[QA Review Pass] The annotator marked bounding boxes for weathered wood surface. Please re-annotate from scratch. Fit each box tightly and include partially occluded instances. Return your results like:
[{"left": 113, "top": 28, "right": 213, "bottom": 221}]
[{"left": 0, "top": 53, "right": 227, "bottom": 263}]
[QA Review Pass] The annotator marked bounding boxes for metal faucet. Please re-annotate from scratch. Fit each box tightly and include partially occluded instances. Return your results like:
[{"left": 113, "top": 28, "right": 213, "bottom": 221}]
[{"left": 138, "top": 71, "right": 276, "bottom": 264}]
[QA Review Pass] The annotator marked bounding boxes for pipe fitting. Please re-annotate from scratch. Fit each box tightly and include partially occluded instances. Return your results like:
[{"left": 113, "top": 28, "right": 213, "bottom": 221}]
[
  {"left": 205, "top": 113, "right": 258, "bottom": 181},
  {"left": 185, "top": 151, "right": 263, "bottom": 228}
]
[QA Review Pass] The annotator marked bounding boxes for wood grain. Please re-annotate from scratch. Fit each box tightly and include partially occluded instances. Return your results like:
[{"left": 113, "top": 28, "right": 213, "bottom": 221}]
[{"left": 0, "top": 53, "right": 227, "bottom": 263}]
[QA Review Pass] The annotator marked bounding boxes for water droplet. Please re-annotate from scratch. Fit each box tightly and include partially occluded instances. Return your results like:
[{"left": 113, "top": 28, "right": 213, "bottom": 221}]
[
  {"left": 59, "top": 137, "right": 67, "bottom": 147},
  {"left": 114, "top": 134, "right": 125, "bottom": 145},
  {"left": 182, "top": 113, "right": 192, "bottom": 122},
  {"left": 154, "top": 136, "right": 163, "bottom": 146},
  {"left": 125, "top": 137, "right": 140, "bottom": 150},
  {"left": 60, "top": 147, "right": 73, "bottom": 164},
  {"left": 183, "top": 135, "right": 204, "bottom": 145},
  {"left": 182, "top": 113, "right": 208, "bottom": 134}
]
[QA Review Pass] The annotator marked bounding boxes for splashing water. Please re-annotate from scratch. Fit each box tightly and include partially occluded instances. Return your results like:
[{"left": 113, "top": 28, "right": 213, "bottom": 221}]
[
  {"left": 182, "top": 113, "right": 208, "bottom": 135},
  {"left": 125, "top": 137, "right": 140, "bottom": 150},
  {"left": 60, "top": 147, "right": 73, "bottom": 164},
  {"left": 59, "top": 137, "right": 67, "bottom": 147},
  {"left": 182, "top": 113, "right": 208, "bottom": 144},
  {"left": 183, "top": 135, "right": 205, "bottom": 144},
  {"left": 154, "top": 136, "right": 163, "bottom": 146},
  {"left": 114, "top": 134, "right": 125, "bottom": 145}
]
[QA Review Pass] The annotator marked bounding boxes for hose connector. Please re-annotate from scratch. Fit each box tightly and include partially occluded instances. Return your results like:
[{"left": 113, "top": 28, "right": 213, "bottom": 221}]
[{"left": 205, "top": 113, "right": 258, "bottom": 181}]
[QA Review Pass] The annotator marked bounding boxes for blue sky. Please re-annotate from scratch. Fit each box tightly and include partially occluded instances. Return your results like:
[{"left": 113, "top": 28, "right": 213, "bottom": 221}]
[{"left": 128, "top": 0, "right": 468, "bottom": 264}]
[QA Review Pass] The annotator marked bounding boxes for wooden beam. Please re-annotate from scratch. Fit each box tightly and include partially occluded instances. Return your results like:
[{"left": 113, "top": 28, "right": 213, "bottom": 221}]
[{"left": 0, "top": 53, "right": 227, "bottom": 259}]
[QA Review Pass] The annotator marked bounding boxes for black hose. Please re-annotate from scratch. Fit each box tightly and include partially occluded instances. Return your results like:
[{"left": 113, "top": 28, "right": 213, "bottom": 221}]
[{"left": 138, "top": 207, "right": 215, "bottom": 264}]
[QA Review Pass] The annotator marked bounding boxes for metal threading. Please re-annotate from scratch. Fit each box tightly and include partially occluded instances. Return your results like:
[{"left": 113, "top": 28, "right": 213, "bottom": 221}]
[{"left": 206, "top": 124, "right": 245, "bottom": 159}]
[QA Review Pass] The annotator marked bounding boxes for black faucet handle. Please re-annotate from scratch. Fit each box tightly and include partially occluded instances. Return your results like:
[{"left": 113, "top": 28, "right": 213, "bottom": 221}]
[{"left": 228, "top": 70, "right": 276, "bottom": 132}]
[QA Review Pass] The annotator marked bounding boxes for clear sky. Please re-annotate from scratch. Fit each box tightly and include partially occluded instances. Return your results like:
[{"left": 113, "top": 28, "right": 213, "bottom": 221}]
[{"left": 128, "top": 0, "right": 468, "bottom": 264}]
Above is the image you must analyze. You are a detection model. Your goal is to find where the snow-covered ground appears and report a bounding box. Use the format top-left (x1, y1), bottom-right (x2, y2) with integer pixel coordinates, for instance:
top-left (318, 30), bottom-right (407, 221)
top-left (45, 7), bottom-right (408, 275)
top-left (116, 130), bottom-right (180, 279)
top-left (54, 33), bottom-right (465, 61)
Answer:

> [Task prompt]:
Reproduce the data from the line containing "Above is the" through the line containing "top-left (318, 30), bottom-right (407, 221)", substituting "frozen lake" for "snow-covered ground" and leaving all else unchanged.

> [Solution below]:
Above is the image you must analyze. You are a detection model. Your goal is to find where the frozen lake appears and report a bounding box. Use the format top-left (x1, y1), bottom-right (x2, y2) with integer pixel coordinates, for instance:
top-left (318, 30), bottom-right (407, 221)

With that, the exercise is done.